TASK: Reproduce the data that follows precisely.

----------------

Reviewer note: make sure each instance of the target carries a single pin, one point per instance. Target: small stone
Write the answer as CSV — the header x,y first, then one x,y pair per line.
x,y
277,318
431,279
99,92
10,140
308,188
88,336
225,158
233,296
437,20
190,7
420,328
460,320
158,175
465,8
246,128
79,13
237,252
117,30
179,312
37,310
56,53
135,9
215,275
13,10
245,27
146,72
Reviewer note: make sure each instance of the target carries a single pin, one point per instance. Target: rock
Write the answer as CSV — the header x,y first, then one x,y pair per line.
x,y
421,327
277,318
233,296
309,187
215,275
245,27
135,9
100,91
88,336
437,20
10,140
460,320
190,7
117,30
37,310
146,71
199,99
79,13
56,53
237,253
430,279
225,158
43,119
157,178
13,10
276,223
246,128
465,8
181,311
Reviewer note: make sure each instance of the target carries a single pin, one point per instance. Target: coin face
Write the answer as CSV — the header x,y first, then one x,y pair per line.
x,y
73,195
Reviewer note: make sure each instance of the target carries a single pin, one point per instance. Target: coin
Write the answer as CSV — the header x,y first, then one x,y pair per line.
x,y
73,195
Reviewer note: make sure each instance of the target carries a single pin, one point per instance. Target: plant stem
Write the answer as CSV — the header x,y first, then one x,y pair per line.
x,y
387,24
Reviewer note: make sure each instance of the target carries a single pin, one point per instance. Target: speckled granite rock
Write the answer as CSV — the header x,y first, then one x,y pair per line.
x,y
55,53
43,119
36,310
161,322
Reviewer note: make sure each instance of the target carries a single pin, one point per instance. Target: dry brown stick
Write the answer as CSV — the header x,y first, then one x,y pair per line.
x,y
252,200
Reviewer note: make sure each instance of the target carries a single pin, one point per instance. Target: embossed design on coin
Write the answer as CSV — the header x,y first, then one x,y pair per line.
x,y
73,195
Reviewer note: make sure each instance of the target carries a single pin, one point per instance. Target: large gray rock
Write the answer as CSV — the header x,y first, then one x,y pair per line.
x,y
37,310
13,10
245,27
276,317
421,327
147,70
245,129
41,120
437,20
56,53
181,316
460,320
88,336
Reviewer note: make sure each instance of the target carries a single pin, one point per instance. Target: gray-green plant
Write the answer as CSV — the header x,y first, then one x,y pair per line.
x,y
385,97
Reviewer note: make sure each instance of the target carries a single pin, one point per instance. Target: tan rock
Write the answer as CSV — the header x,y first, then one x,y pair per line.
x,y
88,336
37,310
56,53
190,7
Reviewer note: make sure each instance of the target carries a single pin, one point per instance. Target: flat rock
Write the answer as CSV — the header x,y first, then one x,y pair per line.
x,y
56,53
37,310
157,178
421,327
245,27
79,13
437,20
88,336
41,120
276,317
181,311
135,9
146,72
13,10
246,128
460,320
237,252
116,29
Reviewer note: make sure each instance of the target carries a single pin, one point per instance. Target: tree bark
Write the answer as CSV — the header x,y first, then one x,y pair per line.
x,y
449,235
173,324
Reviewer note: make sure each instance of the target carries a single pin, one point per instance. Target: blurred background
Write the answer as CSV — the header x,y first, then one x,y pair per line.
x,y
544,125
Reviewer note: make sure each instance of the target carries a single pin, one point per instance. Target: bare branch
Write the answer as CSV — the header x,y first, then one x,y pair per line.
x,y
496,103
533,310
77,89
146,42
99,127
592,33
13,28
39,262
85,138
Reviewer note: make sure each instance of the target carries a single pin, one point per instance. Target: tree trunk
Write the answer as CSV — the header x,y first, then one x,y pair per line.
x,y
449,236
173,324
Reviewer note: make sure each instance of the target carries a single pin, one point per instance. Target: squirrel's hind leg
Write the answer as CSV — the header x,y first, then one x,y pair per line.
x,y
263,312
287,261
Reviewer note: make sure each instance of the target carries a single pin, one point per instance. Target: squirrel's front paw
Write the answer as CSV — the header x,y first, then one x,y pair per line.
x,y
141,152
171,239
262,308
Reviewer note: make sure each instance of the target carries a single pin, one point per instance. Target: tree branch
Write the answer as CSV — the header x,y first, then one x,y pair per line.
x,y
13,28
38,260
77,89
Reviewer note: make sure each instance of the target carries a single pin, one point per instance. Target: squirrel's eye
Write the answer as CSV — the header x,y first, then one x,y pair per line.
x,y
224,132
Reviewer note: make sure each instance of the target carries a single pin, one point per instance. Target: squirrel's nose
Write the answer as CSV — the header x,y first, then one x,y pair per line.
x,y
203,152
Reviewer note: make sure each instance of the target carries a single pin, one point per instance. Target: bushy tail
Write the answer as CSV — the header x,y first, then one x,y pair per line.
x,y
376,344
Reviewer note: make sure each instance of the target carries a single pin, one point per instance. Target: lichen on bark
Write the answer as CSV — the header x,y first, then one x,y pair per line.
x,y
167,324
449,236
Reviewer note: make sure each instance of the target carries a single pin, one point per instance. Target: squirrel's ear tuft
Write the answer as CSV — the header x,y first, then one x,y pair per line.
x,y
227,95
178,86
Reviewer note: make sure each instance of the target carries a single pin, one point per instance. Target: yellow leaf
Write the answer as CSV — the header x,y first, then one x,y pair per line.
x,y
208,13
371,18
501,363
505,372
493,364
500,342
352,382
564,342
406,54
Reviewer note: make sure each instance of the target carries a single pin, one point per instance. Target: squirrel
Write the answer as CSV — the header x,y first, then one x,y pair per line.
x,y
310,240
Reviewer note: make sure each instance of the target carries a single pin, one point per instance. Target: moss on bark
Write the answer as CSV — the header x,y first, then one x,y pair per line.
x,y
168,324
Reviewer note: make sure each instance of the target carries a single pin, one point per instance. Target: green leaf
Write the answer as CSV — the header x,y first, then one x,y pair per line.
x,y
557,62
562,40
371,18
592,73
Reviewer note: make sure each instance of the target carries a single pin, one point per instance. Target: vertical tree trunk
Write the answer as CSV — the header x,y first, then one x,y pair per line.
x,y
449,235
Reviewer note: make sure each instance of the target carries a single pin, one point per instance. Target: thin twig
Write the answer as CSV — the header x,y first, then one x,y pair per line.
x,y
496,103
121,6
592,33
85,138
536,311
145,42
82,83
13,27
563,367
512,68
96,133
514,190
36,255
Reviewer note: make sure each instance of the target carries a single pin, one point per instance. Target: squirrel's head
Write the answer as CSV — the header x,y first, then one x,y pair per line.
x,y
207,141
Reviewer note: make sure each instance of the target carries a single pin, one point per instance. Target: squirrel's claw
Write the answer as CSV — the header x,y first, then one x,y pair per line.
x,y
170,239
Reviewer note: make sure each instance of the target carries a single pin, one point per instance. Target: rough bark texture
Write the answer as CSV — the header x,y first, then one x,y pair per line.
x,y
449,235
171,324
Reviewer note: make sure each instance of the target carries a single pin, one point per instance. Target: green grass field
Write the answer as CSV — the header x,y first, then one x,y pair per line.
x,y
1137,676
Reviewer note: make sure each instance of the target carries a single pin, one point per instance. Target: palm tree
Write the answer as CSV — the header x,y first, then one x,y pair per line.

----------------

RESULT OF THE EXERCISE:
Reviewer note: make sure each instance of the target carries a single pin, one point per instance. Target: small stone
Write the answer as CSV — the header x,y first, then one x,y pair per line.
x,y
277,318
431,279
99,92
10,140
308,188
88,336
225,158
233,296
437,20
190,7
420,328
460,320
158,175
465,8
246,128
79,13
237,252
117,30
179,312
37,310
56,53
135,9
215,275
13,10
245,27
146,72
Reviewer note: make sure each instance of the target carries a single pin, one point per instance. Target: rock
Write the answer as CSV — the header x,y first, then one x,y pair per line.
x,y
421,327
277,318
233,296
309,187
215,275
245,27
135,9
100,91
88,336
437,20
10,140
460,320
190,7
117,30
37,310
146,71
199,99
79,13
56,53
237,253
430,279
225,158
43,119
157,178
13,10
276,223
246,128
465,8
181,311
Reviewer note: make sure each instance of the target carries a single pin, one point per instance. Target: coin face
Write the answer as CSV — the header x,y first, then one x,y pair per line.
x,y
73,195
Reviewer note: make sure each instance of the target carries a single pin, one point per instance. Target: coin
Write the answer as CSV — the header x,y first, then one x,y pair per line.
x,y
73,195
Reviewer note: make sure each instance of the target carries a single pin, one point per instance. Target: plant stem
Write the answer as CSV — the header x,y first, then one x,y pair per line.
x,y
387,24
Reviewer note: make sure each instance of the target carries a single pin, one point per instance. Target: speckled granite rock
Write the answer as CSV — the header x,y first, then one x,y pair per line.
x,y
55,53
43,119
36,310
161,322
Reviewer note: make sure each instance of the target carries a single pin, one point per instance. Target: dry brown stick
Write the answer as CSV — the header x,y first, then one x,y pair per line.
x,y
252,200
Reviewer note: make sure each instance of the target carries a single pin, one point per instance. Target: embossed design on coin
Write the answer as CSV — the header x,y first, then one x,y pair per line.
x,y
73,195
Reviewer note: make sure each instance of the target carries a single pin, one point per instance. Target: large gray rock
Write the answer as CSV — the header x,y first, then one x,y pair per line.
x,y
37,310
13,10
245,27
276,317
421,327
147,70
245,129
41,120
437,20
56,53
181,316
460,320
88,336
Reviewer note: make sure each instance of the target carries a single pin, one point per instance. Target: gray-green plant
Write the answer as CSV — the header x,y first, then one x,y pair per line.
x,y
385,97
Reviewer note: make sure each instance of the target carries a single pin, one point per instance. Target: tan rock
Write the answer as CSV — the header x,y first, then one x,y pair per line.
x,y
88,336
37,310
56,53
190,7
Reviewer note: make sure each instance of the target carries a single pin, one point per instance. Target: flat rock
Write the answer as CSV — the header x,y first, then one x,y pair per line.
x,y
56,53
37,310
157,178
421,327
245,27
79,13
437,20
88,336
41,120
276,317
181,311
135,9
146,72
13,10
246,128
460,320
237,252
116,29
Reviewer note: make sure each instance of the target carries a single pin, one point per instance. Target: tree bark
Write the answer as CSV — the header x,y first, then one x,y pair per line.
x,y
449,235
173,324
Reviewer note: make sure each instance of the target carries a single pin, one point per instance. Target: blurred background
Write the answer as CSV — the header x,y first, then one x,y pair per line.
x,y
544,125
Reviewer note: make sure each instance of the target carries a single pin, one point per instance. Target: bare branch
Write the answer as CSV — the header x,y first, then one x,y pair per line.
x,y
496,103
533,310
77,89
146,42
99,127
592,33
13,28
39,262
85,138
Reviewer note: make sure each instance of the target carries a single pin, one point per instance. Target: tree trunk
Write the answer as CSV — the header x,y first, then one x,y pair per line.
x,y
449,236
173,324
Reviewer note: make sure each instance of the target carries a single pin, one point per instance. Target: squirrel's hind leg
Write the answer as CSV — the header x,y first, then one x,y pair per line.
x,y
263,312
287,261
Reviewer note: make sure each instance of the target carries a single pin, one point per instance. Target: squirrel's front paw
Write the answer as CSV — the header x,y first, then one x,y pair per line.
x,y
141,152
171,239
262,308
Reviewer note: make sure each instance of the target carries a single pin, one point per instance. Target: tree branch
Write the answer as CSV — the header x,y first, then one x,y pair per line.
x,y
13,28
38,260
77,89
Reviewer note: make sure each instance of the target carries a single pin, one point per instance. Target: squirrel's eye
Write the answer as CSV — the header x,y first, then one x,y pair per line.
x,y
224,132
Reviewer note: make sure each instance of the target carries a single pin, one point per instance. Target: squirrel's nose
Write the answer as CSV — the header x,y first, then one x,y pair per line.
x,y
203,152
Reviewer note: make sure each instance of the target carries a single pin, one point per instance. Target: bushy tail
Write the answer as CSV — the header x,y first, then one x,y pair per line.
x,y
376,344
Reviewer note: make sure each instance of the target carries a single pin, one point per instance. Target: lichen on bark
Write the answer as CSV — the header x,y first, then one x,y pair per line.
x,y
167,324
449,236
Reviewer note: make sure each instance of the target carries a single pin, one point per instance. Target: squirrel's ear tuft
Write the answer as CSV — the header x,y first, then one x,y pair per line.
x,y
227,95
178,86
Reviewer note: make sure each instance of the target carries a single pin, one point per instance. Target: yellow leaf
Write the answer as CSV — the header x,y first, then one x,y pair per line.
x,y
208,13
371,18
501,363
505,372
493,364
500,342
352,382
564,342
406,54
Reviewer note: make sure each instance of the target carries a single pin, one point per instance. Target: squirrel
Write the answer as CSV — the header x,y first, then one x,y pair per line.
x,y
310,240
Reviewer note: make sure each instance of the target carries a single pin, one point per instance. Target: moss on bark
Write the answer as CSV — the header x,y first, then one x,y pair per line.
x,y
168,324
Reviewer note: make sure each instance of the target carries a single pin, one point per instance. Target: green leaf
Write the answer as CSV — the header x,y first, then one x,y pair per line.
x,y
557,62
562,40
371,18
592,73
Reviewer note: make sure each instance of the target carries a single pin, one point per instance. Target: vertical tree trunk
Write the answer as CSV — the header x,y first, then one x,y pair per line.
x,y
449,235
Reviewer note: make sure each instance of the target carries a single pin, one point per instance. Target: thin twig
Write the answer as CSV — the header x,y first, then one x,y pair per line.
x,y
496,103
121,6
592,33
85,138
536,311
145,42
82,83
13,27
563,367
512,68
96,133
514,190
36,255
Reviewer note: make sure each instance of the target carries a single pin, one point per instance. Target: squirrel's head
Write the answer as CSV — the header x,y first, then one x,y pair per line.
x,y
207,141
Reviewer note: make sure each instance of the target carries a single pin, one point per instance. Target: squirrel's claw
Write the answer as CSV — the header x,y first, then one x,y pair per line.
x,y
170,239
Reviewer note: make sure each instance of the target carries a single pin, one point per instance. Target: rough bark texture
Write the answer as CSV — the header x,y first, then one x,y pair per line.
x,y
449,235
171,324
Reviewer note: make sure each instance of the target carries a single pin, one point per instance. Target: green grass field
Write the answer as CSV — the header x,y first, then one x,y pair per line.
x,y
1137,676
Reviewer note: make sure each instance of the target carries a single pin, one point per instance. Target: palm tree
Write the answer as CSV — the header x,y first, then one x,y pair per line.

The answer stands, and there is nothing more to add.